> **À faire**:
(A) D'après le texte sur la monnaie hélicoptère, en quelle année Milton Friedman a-t-il théorisé ce concept ?
(B) Modifiez le passage du texte sur la monnaie hélicoptère qui va de « Théorisée par l'économiste » jusqu'à « puis immédiatement dépensés. » en remplaçant « billets » par « coupures ».
(C) Rédigez la suite du texte sur la monnaie hélicoptère à partir de l'endroit où il s'arrête.

> **Extrait présenté**:
Face au coronavirus, l'économiste Pascal Perez appelle la BCE à verser à tous les ménages de la zone euro un chèque de 2.000 euros, dans une tribune dans Le Monde. Face au coronavirus, l'économiste Pascal Perez appelle la BCE à verser à tous les ménages de la zone euro un chèque de 2.000 euros, dans une tribune dans Le Monde. [INA FASSBENDER / AFP]

Après des jours de négociations serrées, un accord a enfin été trouvé au Sénat américain sur un plan de relance «historique» de 2.000 milliards de dollars pour faire face au coronavirus. Parmi les mesures annoncées figure l'envoi de chèques directement aux Américains. Une illustration du concept controversé de «monnaie hélicoptère».

Théorisée par l'économiste américain Milton Friedman en 1969, l'«helicopter money» consiste à verser directement aux consommateurs des sommes d'argent, sans intermédiaire ni contrepartie, afin de relancer la consommation. Le prix Nobel d'économie 1976, considéré comme l'un des pères du néolibéralisme et mort en 2006, utilise l'image d'un hélicoptère larguant depuis les airs des billets, ramassés par les citoyens puis immédiatement dépensés. 

Une idée qui revient régulièrement dans le débat, et que la crise actuelle du coronavirus remet sur le devant de la scène. Parmi les grandes puissances, ce sont les Etats-Unis qui ont tiré les premiers, en prévoyant dans leur gigantesque plan de sauvetage économique, destiné à limiter les conséquences négatives de la crise du Covid-19, des paiements directs en cash à chaque Américain : 1.200 dollars (1.100 euros) par adulte, 500 dollars (460 euros) par enfant, seulement pour les ménages gagnant jusqu'à 75.000 dollars (69.000 euros) par an. Hong Kong a quant à lui annoncé fin février le versement de plus de 1.000 euros à chacun de ses 7 millions de résidents permanents, de façon à relancer l'économie.

Pas encore d'actualité en Europe

Du côté de l'Union européenne, la mesure n'est pas publiquement évoquée, mais plusieurs économistes encouragent Bruxelles à l'étudier. Dans une tribune publiée dans Le Monde le 19 mars, l'économiste Pascal Perez, directeur d'un cabinet de conseil, appelle la Banque centrale européenne (BCE) à verser à tous les ménages de la zone euro un chèque de 2.000 euros, en réponse au «désordre économique systémique» dû à la propagation du coronavirus.

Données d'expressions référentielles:
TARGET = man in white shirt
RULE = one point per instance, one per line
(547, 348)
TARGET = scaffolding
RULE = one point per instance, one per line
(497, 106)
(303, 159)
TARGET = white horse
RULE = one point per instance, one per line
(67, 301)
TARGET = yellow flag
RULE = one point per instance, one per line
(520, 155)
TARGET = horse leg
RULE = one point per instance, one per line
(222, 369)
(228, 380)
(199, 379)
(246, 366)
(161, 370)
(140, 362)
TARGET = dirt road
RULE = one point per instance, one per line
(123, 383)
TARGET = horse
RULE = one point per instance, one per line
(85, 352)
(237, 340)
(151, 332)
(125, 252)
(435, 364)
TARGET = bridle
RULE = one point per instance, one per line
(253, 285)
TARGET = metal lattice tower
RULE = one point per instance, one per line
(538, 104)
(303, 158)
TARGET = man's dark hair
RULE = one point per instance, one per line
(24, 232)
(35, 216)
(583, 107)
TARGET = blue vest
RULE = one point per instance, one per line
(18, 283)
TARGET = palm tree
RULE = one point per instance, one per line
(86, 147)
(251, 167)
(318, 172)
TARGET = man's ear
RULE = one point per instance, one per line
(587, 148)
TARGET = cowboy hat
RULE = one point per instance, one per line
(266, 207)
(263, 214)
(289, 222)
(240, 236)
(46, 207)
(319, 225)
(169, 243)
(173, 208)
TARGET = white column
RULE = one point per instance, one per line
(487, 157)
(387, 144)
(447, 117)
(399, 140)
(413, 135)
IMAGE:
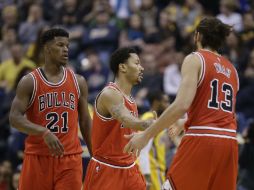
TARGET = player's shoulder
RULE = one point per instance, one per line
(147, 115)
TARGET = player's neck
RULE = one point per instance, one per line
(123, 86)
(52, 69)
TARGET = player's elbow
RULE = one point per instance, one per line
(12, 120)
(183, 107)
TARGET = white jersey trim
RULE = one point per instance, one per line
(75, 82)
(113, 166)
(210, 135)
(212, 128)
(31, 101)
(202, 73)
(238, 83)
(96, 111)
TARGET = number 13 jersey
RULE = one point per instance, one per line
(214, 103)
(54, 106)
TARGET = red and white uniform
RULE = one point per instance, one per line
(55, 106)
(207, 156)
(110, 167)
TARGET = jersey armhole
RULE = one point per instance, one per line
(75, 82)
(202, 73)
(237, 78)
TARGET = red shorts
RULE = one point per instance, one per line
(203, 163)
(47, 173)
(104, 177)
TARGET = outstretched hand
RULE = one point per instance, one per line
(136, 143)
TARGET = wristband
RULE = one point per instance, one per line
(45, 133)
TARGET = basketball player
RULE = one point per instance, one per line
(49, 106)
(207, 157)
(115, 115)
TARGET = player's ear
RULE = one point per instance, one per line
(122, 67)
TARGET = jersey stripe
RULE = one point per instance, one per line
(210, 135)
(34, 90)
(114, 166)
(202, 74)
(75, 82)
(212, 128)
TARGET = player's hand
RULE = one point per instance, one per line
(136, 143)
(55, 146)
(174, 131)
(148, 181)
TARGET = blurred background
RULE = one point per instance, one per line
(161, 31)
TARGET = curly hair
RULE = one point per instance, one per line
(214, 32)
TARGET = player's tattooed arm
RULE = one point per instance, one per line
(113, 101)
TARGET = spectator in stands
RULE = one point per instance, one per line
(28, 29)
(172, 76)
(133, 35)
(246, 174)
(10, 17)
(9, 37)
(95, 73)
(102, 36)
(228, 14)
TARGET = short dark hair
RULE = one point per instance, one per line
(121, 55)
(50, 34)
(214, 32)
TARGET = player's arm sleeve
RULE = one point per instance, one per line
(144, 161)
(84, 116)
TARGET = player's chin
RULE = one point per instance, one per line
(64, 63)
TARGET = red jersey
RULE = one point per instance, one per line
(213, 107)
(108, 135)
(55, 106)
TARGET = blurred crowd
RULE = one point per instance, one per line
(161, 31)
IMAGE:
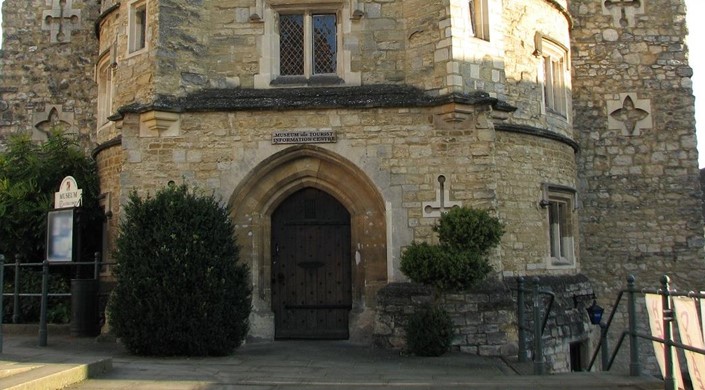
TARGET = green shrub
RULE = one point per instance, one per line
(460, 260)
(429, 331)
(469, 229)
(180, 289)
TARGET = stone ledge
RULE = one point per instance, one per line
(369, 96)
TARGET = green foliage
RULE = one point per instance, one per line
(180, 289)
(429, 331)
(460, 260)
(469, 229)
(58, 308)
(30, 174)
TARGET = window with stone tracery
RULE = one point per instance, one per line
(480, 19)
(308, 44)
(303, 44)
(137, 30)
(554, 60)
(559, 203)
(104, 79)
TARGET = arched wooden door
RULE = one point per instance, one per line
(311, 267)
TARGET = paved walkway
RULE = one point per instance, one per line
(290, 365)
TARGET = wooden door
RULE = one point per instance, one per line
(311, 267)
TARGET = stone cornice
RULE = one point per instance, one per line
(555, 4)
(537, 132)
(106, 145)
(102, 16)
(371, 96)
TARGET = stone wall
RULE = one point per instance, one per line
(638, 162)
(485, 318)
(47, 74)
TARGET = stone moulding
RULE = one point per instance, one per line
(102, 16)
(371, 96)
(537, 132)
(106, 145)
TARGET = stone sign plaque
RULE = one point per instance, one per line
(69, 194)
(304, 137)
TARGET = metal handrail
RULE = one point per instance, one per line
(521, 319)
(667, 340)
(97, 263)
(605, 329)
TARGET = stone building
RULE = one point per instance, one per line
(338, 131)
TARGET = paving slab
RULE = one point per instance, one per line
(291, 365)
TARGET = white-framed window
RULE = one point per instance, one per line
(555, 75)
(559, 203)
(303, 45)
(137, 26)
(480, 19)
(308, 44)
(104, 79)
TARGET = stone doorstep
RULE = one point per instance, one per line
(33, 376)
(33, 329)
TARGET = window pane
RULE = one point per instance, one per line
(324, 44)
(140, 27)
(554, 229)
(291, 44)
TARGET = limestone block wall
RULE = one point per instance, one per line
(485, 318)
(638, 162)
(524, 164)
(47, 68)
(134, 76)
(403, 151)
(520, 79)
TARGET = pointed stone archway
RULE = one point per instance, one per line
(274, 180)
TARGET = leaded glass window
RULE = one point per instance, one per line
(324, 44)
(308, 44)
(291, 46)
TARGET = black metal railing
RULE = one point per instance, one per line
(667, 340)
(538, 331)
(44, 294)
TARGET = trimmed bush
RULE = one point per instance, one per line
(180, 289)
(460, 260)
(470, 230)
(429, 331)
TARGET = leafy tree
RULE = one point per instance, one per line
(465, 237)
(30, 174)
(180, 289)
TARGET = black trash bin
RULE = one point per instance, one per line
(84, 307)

---

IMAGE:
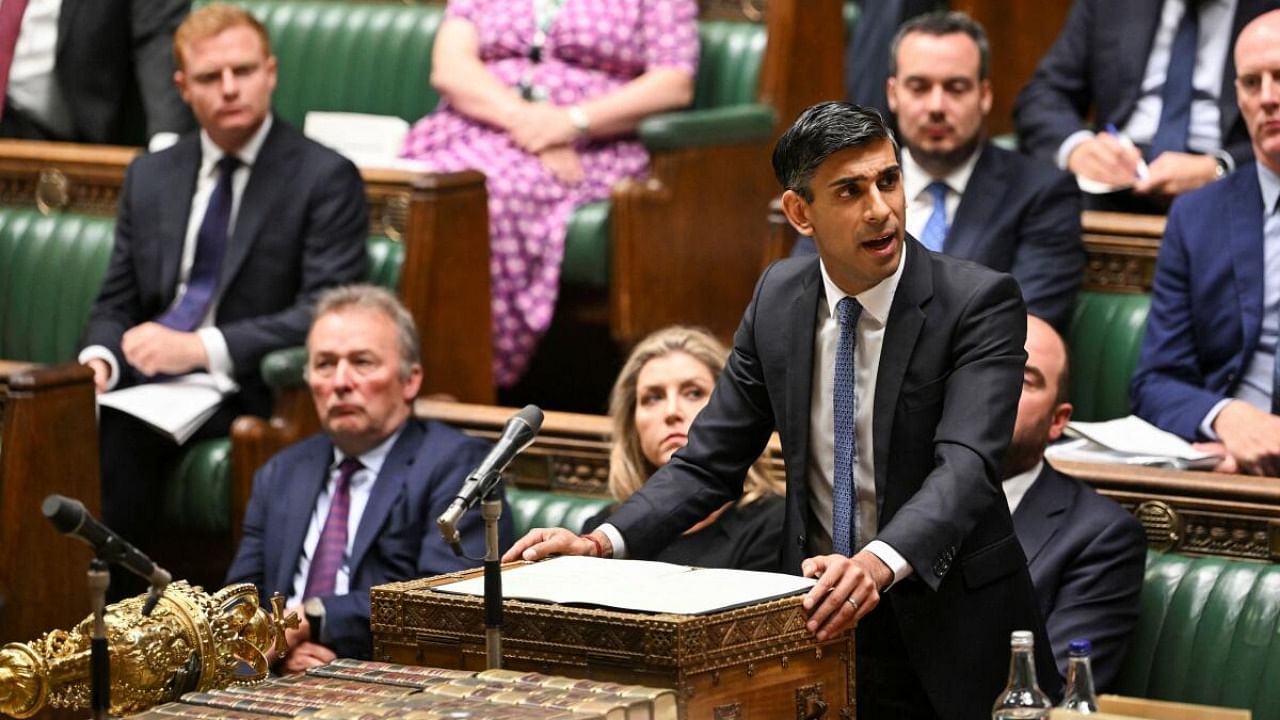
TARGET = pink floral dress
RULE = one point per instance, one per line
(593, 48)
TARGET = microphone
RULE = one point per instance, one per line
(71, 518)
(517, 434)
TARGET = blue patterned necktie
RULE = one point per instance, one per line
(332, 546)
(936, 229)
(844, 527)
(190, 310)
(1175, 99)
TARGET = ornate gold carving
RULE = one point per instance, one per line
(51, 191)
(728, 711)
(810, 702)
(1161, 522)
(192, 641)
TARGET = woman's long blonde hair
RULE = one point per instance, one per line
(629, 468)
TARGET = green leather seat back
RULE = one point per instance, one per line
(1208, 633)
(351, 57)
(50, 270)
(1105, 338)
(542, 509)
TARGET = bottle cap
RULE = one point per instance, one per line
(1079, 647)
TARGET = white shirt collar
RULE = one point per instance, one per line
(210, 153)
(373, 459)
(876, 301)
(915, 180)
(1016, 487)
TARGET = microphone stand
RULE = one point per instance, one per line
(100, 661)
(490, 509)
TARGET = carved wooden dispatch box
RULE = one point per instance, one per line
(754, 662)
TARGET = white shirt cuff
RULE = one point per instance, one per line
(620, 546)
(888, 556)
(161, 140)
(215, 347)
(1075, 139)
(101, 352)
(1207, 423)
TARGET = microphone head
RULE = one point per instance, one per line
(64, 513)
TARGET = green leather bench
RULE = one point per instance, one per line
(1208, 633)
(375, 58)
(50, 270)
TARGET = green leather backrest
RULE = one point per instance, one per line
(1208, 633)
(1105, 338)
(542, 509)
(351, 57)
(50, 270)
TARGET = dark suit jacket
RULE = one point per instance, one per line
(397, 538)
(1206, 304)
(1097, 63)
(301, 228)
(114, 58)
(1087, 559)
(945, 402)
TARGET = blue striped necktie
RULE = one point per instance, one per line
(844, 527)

> **Résultats des consignes**:
(A) Il l'a théorisé en 1969.

(B)
Théorisée par l'économiste américain Milton Friedman en 1969, l'«helicopter money» consiste à verser directement aux consommateurs des sommes d'argent, sans intermédiaire ni contrepartie, afin de relancer la consommation. Le prix Nobel d'économie 1976, considéré comme l'un des pères du néolibéralisme et mort en 2006, utilise l'image d'un hélicoptère larguant depuis les airs des coupures, ramassés par les citoyens puis immédiatement dépensés.

(C)
Même avant le début de l'épidémie, d'autres économistes - comme Daniel Cohen dans Les Echos ou Jézabel Couppey-Soubeyran dans Le Monde - professaient déjà cette idée, afin de relancer une économie européenne en pleine stagnation et une inflation trop faible. Selon eux, la politique monétaire mise en place par la BCE après la crise financière de 2008, appelée «quantitative easing» (QE) et consistant depuis plus de dix ans à acheter massivement de la dette publique et privée, n'a pas eu d'effet sur l'économie réelle.

«A l'exception des personnes qui ont profité des taux bas pour acheter un bien immobilier, l'impact direct et immédiat de cette politique monétaire accommodante sur le consommateur a été quasiment inexistant», constate à l'AFP Philippe Waechter, chef économiste chez Ostrum Asset Management. D'où l'idée de la «monnaie hélicoptère» de donner de l'argent en liquide directement aux ménages pour qu'ils le dépensent rapidement.

Une mesure qui fait débat

Si, sur le papier, le plan semble parfait, dans les faits, cette mesure suscite de nombreux débats chez les économistes. Au-delà des difficultés techniques pour une banque centrale de verser directement de l'argent aux consommateurs, les spécialistes ne sont pas d'accord entre eux sur les résultats de ce dispositif et certains doutent d'un impact déterminant sur la consommation. En effet, comment être certain que cet argent sera dépensé et non épargné ?

Un autre risque serait que ces sommes profitent en priorité aux produits étrangers importés, et donc qu'elles aient peu d'impact sur l'activité économique nationale. Ou encore qu'elles servent d'abord, dans le cas des Etats-Unis, à rembourser ses dettes médicales ou éventuellement à compenser la perte d'emploi consécutive à la crise du coronavirus. Le débat est lancé.